■ **What the exercise asks**
Please repeat the lines below, exactly and only, from the one that holds "Task: pick out white arrow" through the one that holds "<point>430,65</point>".

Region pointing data
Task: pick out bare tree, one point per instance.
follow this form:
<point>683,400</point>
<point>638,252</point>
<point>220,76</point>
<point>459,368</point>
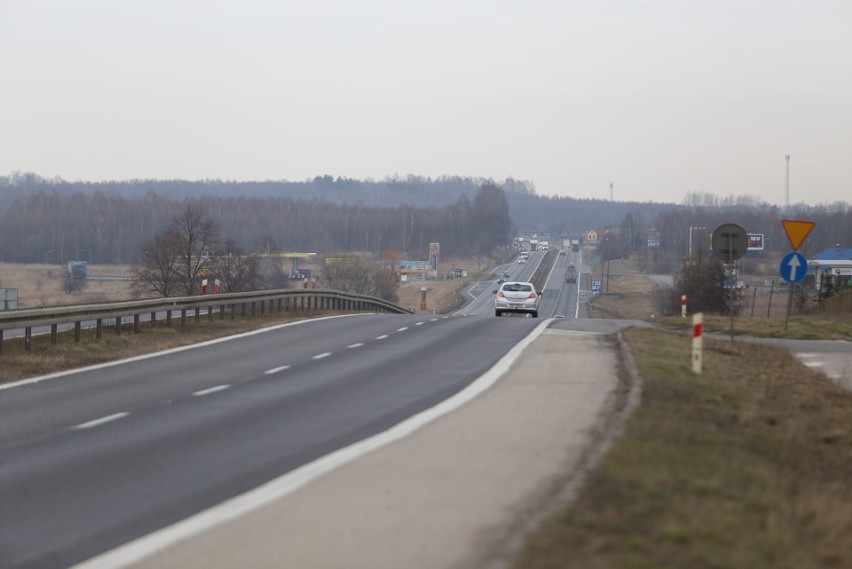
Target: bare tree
<point>196,236</point>
<point>173,262</point>
<point>156,272</point>
<point>237,271</point>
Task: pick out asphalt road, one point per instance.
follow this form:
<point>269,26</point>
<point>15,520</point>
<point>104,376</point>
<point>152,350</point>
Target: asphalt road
<point>559,299</point>
<point>96,458</point>
<point>92,459</point>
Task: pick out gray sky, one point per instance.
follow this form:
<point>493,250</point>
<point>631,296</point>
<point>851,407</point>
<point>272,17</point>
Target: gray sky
<point>659,97</point>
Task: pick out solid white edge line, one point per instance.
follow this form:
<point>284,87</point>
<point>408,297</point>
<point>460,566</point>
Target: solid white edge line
<point>204,392</point>
<point>231,509</point>
<point>101,421</point>
<point>170,351</point>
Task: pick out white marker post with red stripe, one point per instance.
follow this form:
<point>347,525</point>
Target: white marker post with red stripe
<point>697,344</point>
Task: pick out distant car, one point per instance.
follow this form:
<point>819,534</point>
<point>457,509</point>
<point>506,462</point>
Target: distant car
<point>517,297</point>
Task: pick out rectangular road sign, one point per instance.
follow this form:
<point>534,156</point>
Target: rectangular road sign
<point>797,231</point>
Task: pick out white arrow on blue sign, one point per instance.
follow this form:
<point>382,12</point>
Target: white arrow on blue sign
<point>794,267</point>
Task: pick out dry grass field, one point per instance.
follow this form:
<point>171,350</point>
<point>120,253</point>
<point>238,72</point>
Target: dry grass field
<point>444,295</point>
<point>43,285</point>
<point>747,465</point>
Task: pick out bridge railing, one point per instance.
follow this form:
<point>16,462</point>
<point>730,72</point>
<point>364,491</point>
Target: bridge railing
<point>164,309</point>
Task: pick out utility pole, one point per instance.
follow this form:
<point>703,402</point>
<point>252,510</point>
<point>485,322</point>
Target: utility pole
<point>787,157</point>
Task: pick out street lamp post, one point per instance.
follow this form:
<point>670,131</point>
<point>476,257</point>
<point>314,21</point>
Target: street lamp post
<point>787,157</point>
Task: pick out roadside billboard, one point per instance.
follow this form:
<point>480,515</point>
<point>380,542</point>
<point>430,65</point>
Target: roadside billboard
<point>434,250</point>
<point>755,242</point>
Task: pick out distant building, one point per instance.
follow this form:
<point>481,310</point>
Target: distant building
<point>833,267</point>
<point>652,237</point>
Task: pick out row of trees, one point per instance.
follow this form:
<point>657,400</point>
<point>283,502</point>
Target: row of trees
<point>53,220</point>
<point>101,228</point>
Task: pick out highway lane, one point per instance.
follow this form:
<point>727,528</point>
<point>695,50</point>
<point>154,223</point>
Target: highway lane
<point>482,303</point>
<point>558,298</point>
<point>92,459</point>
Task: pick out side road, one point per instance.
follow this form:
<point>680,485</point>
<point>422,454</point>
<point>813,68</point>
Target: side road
<point>460,491</point>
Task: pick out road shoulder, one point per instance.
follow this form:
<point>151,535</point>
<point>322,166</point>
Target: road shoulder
<point>448,495</point>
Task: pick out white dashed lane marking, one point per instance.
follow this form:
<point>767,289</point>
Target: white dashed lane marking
<point>101,421</point>
<point>204,392</point>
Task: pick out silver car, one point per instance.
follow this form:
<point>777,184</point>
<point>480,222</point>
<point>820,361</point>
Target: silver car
<point>515,296</point>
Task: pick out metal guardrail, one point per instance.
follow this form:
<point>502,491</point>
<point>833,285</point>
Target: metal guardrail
<point>286,300</point>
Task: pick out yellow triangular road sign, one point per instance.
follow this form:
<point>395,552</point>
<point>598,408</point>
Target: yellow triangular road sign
<point>797,231</point>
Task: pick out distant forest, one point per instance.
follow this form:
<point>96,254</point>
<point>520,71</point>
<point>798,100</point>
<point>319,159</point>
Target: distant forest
<point>52,221</point>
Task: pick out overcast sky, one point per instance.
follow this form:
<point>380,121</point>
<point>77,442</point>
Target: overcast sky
<point>659,97</point>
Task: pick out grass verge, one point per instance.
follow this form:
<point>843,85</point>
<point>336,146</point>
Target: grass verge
<point>829,326</point>
<point>748,465</point>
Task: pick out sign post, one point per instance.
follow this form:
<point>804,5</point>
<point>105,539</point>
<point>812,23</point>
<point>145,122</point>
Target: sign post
<point>697,341</point>
<point>730,242</point>
<point>794,266</point>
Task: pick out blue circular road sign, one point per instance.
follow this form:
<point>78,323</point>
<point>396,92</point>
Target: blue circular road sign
<point>794,267</point>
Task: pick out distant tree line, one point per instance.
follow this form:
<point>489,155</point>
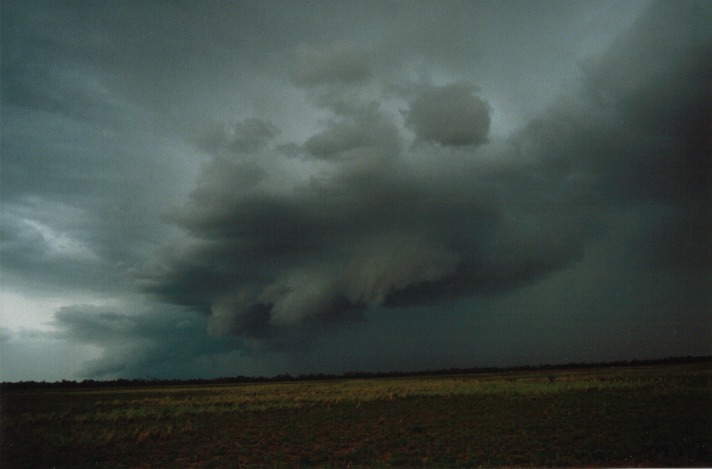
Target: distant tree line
<point>138,382</point>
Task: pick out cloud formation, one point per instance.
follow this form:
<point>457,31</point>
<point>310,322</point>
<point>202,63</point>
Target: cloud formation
<point>327,186</point>
<point>450,115</point>
<point>376,223</point>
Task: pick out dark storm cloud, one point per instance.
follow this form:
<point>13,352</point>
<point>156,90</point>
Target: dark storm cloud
<point>399,229</point>
<point>333,63</point>
<point>399,176</point>
<point>450,115</point>
<point>140,344</point>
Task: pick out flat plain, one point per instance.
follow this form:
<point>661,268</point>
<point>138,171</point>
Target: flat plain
<point>654,415</point>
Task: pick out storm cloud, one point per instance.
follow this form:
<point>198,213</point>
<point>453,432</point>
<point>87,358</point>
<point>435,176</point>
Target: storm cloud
<point>311,187</point>
<point>364,219</point>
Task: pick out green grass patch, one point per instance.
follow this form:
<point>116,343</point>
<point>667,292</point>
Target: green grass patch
<point>633,416</point>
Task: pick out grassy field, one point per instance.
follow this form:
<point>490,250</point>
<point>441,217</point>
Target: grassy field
<point>629,416</point>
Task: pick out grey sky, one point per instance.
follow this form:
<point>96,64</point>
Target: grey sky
<point>217,188</point>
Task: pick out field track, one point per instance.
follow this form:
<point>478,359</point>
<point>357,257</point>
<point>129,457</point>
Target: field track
<point>657,415</point>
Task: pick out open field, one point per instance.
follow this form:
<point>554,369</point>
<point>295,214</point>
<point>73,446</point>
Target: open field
<point>629,416</point>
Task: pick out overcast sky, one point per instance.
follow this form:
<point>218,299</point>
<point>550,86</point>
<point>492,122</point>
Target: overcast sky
<point>201,189</point>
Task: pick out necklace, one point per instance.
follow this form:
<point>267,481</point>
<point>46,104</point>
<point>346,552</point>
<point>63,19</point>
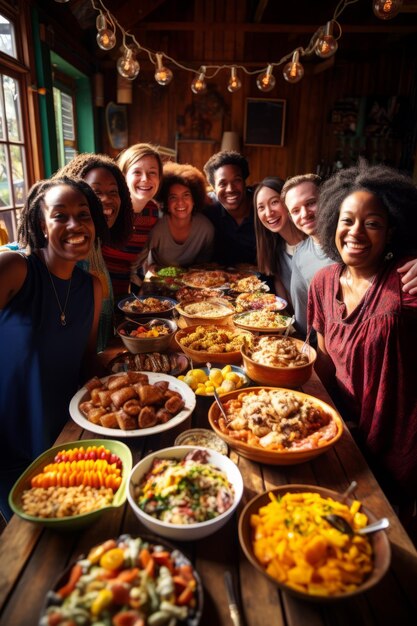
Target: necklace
<point>62,317</point>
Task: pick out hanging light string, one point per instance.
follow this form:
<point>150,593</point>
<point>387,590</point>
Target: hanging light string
<point>323,42</point>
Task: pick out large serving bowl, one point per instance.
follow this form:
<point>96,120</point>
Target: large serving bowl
<point>202,356</point>
<point>210,311</point>
<point>379,542</point>
<point>292,377</point>
<point>184,532</point>
<point>85,596</point>
<point>75,521</point>
<point>270,456</point>
<point>147,344</point>
<point>262,321</point>
<point>132,306</point>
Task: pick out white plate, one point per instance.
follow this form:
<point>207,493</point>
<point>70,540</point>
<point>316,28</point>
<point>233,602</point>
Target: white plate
<point>176,385</point>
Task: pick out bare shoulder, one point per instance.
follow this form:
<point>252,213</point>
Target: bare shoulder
<point>13,271</point>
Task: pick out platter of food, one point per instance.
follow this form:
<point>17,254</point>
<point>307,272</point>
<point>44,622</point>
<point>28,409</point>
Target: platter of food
<point>173,363</point>
<point>147,305</point>
<point>90,590</point>
<point>132,404</point>
<point>185,492</point>
<point>257,301</point>
<point>220,343</point>
<point>262,321</point>
<point>276,426</point>
<point>205,279</point>
<point>70,485</point>
<point>314,561</point>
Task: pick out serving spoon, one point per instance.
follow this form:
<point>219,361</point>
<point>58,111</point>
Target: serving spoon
<point>342,525</point>
<point>217,398</point>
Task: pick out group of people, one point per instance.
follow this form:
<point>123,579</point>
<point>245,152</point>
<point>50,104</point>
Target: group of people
<point>342,253</point>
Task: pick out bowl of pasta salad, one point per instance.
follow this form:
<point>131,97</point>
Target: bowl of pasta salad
<point>276,426</point>
<point>284,535</point>
<point>184,492</point>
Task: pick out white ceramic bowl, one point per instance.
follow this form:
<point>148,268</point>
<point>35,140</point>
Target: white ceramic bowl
<point>184,532</point>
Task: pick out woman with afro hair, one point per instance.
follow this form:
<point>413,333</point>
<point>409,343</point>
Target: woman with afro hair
<point>183,236</point>
<point>366,324</point>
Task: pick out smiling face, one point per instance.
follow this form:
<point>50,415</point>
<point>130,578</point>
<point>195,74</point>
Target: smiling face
<point>180,202</point>
<point>362,231</point>
<point>67,224</point>
<point>104,185</point>
<point>271,211</point>
<point>143,180</point>
<point>301,202</point>
<point>230,188</point>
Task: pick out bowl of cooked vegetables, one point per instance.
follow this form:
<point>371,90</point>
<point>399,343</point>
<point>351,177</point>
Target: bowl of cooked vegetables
<point>276,426</point>
<point>150,335</point>
<point>224,378</point>
<point>129,580</point>
<point>184,492</point>
<point>215,343</point>
<point>207,311</point>
<point>284,534</point>
<point>140,306</point>
<point>70,485</point>
<point>278,360</point>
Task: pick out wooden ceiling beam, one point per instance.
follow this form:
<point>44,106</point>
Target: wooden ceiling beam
<point>239,27</point>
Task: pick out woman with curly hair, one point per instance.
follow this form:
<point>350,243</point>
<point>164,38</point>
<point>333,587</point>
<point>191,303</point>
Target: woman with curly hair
<point>108,183</point>
<point>183,235</point>
<point>49,311</point>
<point>366,324</point>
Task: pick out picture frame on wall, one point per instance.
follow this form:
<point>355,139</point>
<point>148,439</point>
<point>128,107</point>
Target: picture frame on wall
<point>116,122</point>
<point>264,122</point>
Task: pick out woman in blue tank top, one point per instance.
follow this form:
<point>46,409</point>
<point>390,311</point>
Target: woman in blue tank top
<point>49,311</point>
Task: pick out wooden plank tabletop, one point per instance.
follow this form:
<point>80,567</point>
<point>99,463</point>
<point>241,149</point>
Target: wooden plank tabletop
<point>32,558</point>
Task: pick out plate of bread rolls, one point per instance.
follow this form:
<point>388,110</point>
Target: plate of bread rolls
<point>132,404</point>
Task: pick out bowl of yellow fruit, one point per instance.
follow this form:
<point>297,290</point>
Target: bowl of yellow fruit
<point>223,378</point>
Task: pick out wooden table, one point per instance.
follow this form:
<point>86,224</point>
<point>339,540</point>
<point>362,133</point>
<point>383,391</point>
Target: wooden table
<point>32,558</point>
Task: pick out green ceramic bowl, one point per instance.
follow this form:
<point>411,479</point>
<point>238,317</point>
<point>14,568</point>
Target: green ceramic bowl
<point>75,521</point>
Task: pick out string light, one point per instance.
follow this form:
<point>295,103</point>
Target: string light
<point>293,71</point>
<point>326,44</point>
<point>106,37</point>
<point>266,81</point>
<point>199,84</point>
<point>386,9</point>
<point>234,83</point>
<point>163,75</point>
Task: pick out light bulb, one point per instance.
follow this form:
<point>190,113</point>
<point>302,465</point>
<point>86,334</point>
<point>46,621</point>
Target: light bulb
<point>199,84</point>
<point>326,44</point>
<point>386,9</point>
<point>163,75</point>
<point>266,80</point>
<point>234,83</point>
<point>106,39</point>
<point>127,66</point>
<point>293,71</point>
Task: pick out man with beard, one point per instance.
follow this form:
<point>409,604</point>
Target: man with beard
<point>232,210</point>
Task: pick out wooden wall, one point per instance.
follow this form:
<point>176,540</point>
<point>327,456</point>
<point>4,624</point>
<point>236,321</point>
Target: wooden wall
<point>158,114</point>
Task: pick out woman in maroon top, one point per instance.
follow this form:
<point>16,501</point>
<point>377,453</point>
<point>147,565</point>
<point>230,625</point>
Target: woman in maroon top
<point>366,325</point>
<point>142,168</point>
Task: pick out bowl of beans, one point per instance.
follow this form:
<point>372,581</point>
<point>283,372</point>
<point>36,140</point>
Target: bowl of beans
<point>151,335</point>
<point>70,485</point>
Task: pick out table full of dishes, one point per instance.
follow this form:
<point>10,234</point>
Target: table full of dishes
<point>159,505</point>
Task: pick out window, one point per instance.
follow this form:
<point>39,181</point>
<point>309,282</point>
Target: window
<point>65,126</point>
<point>13,173</point>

■ **Result of this exercise**
Task: pick out white arrow on blue sign, one point per instance.
follow this form:
<point>382,12</point>
Target: white arrow on blue sign
<point>794,267</point>
Task: pick out dry grass field, one point per instance.
follow this form:
<point>171,350</point>
<point>120,253</point>
<point>238,72</point>
Target: dry grass field
<point>444,295</point>
<point>43,285</point>
<point>747,465</point>
Task: pick out bridge railing, one point per instance.
follow this form:
<point>16,462</point>
<point>730,72</point>
<point>364,491</point>
Target: bridge railing
<point>164,309</point>
Task: pick out utility pole, one point per instance.
follow this form:
<point>703,402</point>
<point>252,510</point>
<point>485,322</point>
Target: utility pole
<point>787,157</point>
Task: pick out street lamp post, one point per instance.
follow this form:
<point>670,131</point>
<point>476,257</point>
<point>314,21</point>
Target: street lamp post
<point>787,157</point>
Task: pick out roadside billboard, one point per instance.
follow this form:
<point>480,515</point>
<point>380,542</point>
<point>430,65</point>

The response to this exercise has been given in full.